# [Task description]
Starting with the line that contains "Pick out the concrete", copy every line through the end of the data below, exactly and with nothing added.

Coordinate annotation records

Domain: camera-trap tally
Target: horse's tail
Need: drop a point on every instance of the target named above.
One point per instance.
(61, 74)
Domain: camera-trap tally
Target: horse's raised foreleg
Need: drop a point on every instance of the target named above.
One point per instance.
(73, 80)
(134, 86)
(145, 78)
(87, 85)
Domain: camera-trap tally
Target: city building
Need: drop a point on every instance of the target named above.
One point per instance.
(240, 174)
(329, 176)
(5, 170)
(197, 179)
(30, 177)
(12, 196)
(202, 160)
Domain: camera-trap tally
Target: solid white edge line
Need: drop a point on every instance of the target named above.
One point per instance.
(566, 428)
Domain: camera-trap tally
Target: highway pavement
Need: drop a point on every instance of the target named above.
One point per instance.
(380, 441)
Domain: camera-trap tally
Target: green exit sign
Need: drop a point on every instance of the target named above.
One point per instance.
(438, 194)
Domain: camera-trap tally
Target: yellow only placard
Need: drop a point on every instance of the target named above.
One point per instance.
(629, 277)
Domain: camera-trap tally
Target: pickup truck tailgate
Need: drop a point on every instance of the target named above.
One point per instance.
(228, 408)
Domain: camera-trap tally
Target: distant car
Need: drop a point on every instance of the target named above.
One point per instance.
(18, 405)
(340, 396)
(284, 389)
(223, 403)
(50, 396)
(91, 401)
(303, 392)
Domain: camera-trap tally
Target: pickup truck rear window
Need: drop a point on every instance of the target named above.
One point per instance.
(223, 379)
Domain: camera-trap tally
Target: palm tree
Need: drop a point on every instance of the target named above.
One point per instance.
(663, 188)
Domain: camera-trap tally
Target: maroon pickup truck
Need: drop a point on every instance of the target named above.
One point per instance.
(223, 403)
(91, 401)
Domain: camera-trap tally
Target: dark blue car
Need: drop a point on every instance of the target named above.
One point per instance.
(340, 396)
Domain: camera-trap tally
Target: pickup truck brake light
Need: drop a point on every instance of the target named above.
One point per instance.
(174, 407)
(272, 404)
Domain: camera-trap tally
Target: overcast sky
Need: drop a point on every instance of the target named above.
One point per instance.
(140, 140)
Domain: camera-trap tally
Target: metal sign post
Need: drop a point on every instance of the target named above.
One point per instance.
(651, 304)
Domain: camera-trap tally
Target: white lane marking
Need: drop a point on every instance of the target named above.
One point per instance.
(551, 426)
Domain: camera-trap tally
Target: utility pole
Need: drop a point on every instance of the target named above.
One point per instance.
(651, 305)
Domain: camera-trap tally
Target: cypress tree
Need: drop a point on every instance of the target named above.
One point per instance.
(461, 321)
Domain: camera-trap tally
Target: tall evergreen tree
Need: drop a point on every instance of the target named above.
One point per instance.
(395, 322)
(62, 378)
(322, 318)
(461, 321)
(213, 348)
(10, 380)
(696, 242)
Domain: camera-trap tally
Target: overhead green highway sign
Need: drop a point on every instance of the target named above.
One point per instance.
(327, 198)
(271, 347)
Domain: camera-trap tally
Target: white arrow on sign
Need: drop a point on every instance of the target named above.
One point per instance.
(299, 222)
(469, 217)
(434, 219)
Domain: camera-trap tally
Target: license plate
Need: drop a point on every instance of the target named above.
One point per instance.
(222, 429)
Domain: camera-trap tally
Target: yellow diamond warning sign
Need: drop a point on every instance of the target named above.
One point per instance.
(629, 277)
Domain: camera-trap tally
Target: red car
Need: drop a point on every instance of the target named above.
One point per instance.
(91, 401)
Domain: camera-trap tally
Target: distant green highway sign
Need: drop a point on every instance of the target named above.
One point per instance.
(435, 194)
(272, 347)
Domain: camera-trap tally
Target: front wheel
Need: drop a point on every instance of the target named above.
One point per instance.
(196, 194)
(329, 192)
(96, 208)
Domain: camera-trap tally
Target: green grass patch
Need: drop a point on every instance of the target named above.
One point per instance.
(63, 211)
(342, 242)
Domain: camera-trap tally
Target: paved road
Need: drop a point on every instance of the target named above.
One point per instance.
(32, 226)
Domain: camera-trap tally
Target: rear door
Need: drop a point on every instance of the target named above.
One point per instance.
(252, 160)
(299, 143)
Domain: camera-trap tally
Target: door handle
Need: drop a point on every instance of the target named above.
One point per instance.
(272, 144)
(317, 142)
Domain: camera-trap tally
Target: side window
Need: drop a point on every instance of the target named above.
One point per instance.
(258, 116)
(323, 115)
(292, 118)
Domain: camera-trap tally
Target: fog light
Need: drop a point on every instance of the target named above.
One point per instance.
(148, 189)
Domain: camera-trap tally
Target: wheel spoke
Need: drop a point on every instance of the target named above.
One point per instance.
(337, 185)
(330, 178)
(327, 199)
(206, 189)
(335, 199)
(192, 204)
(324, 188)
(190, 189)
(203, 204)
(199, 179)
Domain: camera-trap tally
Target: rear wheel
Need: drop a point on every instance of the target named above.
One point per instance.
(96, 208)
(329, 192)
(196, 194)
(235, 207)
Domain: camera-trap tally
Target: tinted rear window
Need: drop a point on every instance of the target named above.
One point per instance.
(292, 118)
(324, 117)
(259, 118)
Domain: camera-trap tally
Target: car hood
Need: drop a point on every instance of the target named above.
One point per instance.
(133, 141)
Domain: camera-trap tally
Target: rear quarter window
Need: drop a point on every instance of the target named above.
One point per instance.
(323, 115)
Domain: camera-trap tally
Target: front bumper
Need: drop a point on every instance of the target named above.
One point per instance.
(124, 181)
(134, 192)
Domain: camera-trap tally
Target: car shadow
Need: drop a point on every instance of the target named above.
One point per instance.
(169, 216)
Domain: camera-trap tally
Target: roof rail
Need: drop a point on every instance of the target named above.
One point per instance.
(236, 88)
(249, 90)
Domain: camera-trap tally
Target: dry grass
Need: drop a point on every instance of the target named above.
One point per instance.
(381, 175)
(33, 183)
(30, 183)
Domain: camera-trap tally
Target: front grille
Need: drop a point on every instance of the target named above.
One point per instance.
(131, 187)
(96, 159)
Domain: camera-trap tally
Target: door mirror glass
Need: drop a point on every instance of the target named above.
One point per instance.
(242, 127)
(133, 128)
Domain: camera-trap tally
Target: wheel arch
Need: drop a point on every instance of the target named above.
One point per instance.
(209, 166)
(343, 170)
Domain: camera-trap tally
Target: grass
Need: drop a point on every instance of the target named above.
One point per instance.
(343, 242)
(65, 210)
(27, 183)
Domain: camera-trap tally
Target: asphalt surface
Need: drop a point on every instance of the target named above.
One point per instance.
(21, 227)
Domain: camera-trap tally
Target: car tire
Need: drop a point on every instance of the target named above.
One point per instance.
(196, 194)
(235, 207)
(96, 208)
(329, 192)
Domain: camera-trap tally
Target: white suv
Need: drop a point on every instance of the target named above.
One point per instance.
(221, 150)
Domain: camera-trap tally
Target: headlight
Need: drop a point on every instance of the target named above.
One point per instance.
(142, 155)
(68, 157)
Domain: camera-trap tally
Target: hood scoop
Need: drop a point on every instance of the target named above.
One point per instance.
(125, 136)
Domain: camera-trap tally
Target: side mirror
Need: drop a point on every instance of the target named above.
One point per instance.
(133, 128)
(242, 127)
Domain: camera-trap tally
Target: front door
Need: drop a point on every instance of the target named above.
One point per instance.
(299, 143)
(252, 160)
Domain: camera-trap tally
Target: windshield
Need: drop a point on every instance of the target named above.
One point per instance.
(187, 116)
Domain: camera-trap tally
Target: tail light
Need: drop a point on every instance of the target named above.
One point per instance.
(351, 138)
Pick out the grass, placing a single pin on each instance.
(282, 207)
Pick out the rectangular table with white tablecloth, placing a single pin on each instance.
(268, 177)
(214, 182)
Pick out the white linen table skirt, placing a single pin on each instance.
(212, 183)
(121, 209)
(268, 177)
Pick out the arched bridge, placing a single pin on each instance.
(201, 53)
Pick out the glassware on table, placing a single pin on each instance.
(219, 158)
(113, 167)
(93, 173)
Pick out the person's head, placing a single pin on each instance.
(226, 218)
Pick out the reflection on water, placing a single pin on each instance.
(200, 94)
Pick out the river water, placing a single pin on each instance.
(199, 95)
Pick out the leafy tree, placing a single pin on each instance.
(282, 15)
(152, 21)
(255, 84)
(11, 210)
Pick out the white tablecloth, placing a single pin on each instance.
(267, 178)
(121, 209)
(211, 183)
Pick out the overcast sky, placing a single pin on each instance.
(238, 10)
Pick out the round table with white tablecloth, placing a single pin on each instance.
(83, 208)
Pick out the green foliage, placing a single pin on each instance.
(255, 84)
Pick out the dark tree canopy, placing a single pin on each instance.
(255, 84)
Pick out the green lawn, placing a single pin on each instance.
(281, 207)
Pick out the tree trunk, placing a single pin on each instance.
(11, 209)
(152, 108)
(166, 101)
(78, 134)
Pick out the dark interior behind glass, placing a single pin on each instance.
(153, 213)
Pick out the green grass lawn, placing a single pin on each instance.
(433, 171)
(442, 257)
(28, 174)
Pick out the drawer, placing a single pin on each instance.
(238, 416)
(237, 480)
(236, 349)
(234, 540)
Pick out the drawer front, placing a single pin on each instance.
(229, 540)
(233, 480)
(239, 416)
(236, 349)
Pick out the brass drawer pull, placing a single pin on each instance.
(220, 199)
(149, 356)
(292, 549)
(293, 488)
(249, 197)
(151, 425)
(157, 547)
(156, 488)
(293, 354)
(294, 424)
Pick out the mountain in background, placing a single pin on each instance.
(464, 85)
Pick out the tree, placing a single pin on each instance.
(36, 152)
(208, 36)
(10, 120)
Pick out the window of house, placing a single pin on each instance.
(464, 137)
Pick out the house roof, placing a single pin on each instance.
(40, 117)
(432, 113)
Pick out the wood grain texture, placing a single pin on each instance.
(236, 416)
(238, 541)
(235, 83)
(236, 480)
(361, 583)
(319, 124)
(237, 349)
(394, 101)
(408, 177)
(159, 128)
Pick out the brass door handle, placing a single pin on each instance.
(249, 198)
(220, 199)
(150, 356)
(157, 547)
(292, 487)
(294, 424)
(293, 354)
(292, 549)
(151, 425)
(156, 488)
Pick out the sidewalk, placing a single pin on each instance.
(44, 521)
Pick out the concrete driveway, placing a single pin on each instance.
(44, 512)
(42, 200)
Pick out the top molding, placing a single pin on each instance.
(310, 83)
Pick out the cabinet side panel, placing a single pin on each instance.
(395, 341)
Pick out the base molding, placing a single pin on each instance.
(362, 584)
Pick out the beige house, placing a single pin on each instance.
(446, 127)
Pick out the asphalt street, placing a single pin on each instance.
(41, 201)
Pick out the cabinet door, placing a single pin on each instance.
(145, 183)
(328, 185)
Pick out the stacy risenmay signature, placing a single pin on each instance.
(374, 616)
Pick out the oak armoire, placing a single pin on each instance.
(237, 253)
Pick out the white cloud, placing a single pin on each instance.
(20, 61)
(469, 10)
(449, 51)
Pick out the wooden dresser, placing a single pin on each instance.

# [Full output]
Pick out the concrete driveway, placing a single pin on each instance.
(44, 512)
(42, 200)
Pick out the top molding, placing a single pin on each instance.
(310, 83)
Pick out the cabinet side panel, placing a single pin on each instance.
(395, 341)
Pick out the base molding, placing a single pin on each instance.
(362, 584)
Pick out the beige house, placing a single pin on each instance.
(446, 127)
Pick out the asphalt street, placing a single pin on each instance.
(41, 201)
Pick out the cabinet door, placing a single pin on each instance.
(145, 183)
(328, 185)
Pick out the stacy risenmay signature, placing a single pin on each instance.
(374, 616)
Pick out the oak armoire, placing a single pin on each instance.
(237, 253)
Pick out the white cloud, placing a single pin on each instance.
(20, 61)
(469, 10)
(449, 51)
Pick out the wooden dresser, placing a single pin on each instance.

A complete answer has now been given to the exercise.